▶ _AIM_
Copy the data below line for line, with every character unchanged.

Position annotation records:
++++
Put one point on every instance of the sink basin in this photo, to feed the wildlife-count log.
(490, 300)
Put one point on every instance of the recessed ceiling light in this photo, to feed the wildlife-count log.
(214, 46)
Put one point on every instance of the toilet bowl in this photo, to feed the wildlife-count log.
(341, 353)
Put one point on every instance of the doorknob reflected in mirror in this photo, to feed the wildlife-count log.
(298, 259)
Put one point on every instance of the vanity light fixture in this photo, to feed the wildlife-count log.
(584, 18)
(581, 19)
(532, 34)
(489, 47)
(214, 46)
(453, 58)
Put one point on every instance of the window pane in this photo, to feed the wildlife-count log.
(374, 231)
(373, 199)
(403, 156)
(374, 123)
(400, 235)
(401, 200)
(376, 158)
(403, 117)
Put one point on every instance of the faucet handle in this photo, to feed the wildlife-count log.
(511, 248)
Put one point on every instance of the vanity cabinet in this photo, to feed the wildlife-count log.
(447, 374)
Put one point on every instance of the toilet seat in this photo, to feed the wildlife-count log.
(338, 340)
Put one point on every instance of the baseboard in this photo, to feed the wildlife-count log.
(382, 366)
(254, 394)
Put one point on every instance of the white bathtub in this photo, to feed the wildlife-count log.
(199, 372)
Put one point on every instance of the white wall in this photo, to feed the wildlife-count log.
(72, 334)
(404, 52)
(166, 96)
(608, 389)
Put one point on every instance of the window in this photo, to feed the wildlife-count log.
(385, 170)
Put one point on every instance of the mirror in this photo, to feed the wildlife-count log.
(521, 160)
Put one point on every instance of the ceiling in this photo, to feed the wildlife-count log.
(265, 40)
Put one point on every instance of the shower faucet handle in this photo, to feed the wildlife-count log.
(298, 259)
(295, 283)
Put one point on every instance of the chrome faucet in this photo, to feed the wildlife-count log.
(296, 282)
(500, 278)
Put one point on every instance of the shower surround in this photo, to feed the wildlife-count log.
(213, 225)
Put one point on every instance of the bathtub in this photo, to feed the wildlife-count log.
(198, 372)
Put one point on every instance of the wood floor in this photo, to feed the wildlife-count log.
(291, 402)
++++
▶ _WRITTEN ANSWER_
Put one point on every instance of the sink basin in this photo, to feed the wildlife-count log.
(490, 300)
Put one point on every instance of the recessed ceiling light in this photo, to feed the wildlife-count log.
(214, 46)
Put one point on every instance of the toilet bowl in this photo, to feed the wildlife-count log.
(341, 353)
Put one point on every instance of the doorknob reflected in mirror in this photo, to feed the wildlife-count log.
(298, 259)
Put one point on every instance of the vanity light fixture in this photo, to feed the wildlife-count log.
(584, 18)
(581, 19)
(532, 34)
(489, 47)
(214, 46)
(453, 58)
Put one point on every instance of the window pane in this photo, to feed the wildlife-count log.
(374, 231)
(373, 199)
(403, 156)
(374, 123)
(400, 235)
(401, 200)
(376, 158)
(403, 117)
Put one point on every instance of the faucet handle in this photo, to feed the wildlife-count log.
(511, 248)
Put one point on every instance of the vanity cabinet in this photo, to feed the wildlife-count log.
(447, 374)
Put one point on every instance of the toilet seat in this photo, to feed the wildlife-count log.
(338, 340)
Put one point on every instance of the baseboard in this photo, to feed the wildlife-count log.
(382, 366)
(254, 394)
Put one point on every instance of the white bathtub in this photo, to feed the wildlife-count log.
(199, 372)
Put one point on every instance of the white wall in this photo, to feed the wildlife-count log.
(72, 334)
(404, 52)
(166, 96)
(608, 389)
Put one point on every instance of the window in this photo, to feed the wildlife-count log.
(385, 170)
Put one point on every instance of the mirror in this photo, to feed the wildlife-count log.
(521, 160)
Put one point on every instance of the ceiling in this photo, to feed the wildlife-count log.
(265, 40)
Put one point on every instance of the shower faucet handle in this photo, to feed the wildlife-count log.
(298, 259)
(295, 283)
Put one point on every instance of the chrome faucet in this photo, to feed the wildlife-count log.
(296, 282)
(500, 278)
Put one point on every instance of the shower surround in this photo, to feed the wildlife-count log.
(213, 225)
Put one point on every instance of the bathtub in this photo, to feed the wildlife-count log.
(198, 372)
Put one point on every instance of the wood floor in this photo, to feed the wildlife-count log.
(291, 402)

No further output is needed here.